*BRIEF:* Write out once more the lines running from the top of the entries below to the line with "Task: mark one dot on every instance of the bouquet", both ends included.
Content starts
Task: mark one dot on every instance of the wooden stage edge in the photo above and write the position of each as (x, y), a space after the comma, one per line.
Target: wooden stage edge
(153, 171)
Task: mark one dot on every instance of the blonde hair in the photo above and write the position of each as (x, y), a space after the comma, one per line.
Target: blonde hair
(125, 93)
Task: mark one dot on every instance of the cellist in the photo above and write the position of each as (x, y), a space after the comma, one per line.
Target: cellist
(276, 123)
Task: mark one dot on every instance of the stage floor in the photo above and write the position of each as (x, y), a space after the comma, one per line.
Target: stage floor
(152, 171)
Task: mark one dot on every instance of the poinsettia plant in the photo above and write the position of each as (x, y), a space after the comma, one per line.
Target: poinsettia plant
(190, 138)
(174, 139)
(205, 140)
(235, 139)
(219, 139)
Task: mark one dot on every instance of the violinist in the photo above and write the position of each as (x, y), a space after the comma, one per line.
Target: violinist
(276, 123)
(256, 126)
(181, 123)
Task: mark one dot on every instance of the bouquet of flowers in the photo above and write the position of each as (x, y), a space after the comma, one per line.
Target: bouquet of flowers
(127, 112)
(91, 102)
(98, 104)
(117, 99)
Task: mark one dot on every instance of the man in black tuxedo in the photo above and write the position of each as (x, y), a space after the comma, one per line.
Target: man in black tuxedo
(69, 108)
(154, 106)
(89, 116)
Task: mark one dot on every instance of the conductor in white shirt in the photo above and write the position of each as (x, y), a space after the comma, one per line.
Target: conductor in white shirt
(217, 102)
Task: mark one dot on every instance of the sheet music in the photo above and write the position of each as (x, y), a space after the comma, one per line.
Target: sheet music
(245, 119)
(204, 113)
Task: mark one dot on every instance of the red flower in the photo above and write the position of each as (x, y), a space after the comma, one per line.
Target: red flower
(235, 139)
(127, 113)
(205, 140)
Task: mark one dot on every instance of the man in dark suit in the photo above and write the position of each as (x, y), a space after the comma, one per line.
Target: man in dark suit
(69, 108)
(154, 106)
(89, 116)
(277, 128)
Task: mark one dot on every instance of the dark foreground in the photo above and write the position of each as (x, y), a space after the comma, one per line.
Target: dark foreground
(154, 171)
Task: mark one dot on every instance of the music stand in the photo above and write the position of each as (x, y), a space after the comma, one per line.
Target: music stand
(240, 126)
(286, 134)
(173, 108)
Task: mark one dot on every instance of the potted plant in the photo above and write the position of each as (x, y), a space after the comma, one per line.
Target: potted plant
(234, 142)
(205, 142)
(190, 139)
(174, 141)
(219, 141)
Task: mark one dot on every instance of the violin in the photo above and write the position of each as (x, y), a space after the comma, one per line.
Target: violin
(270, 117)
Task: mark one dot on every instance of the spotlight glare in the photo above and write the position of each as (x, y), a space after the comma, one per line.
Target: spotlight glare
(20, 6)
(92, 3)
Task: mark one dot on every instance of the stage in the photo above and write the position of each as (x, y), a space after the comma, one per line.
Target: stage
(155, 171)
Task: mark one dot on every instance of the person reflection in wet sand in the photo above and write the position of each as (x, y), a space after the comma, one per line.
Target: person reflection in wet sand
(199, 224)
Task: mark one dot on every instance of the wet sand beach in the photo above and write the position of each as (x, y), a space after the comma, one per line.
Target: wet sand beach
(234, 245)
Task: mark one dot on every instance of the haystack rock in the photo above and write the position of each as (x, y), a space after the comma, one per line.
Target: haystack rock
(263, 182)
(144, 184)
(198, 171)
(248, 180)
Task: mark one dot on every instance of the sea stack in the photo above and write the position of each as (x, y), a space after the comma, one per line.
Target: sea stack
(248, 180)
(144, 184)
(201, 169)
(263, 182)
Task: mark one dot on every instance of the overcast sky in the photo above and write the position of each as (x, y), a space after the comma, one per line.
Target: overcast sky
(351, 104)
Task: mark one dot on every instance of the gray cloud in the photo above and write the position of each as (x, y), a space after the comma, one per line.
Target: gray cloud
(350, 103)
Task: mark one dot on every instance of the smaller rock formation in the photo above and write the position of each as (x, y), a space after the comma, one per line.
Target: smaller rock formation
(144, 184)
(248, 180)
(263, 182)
Content ends
*REPLY TO THE EXERCISE:*
Task: mark one dot on every instance of the wooden stage edge in the photo above and write the position of each as (x, y), a space after the comma, one per line.
Target: wooden stage edge
(153, 171)
Task: mark one dot on every instance of the blonde hair in the photo above and write the position of each as (x, y), a space after the comma, one per line.
Target: blonde hair
(125, 93)
Task: mark one dot on every instance of the cellist in the photo above and write the position of each as (x, y), a space after the comma, one per line.
Target: cellist
(276, 123)
Task: mark one dot on every instance of the stage floor in the photo above and write the position of each as (x, y), a space after the comma, one per line.
Target: stage floor
(152, 171)
Task: mark one dot on every instance of the poinsettia plant in the photo above and write the position of each as (x, y), a space after the comma, one per line.
Target: poinsettia plant
(190, 138)
(174, 139)
(205, 140)
(235, 139)
(219, 139)
Task: mark one dot on every instance of the violinist in the photo above and write the position of each as (x, y), a space after the comma, one per line.
Target: violinist
(276, 123)
(256, 126)
(181, 123)
Task: mark one dot on every instance of the bouquet of flowers in the photo above and write the position of each as (x, y), a space after the comma, one per line.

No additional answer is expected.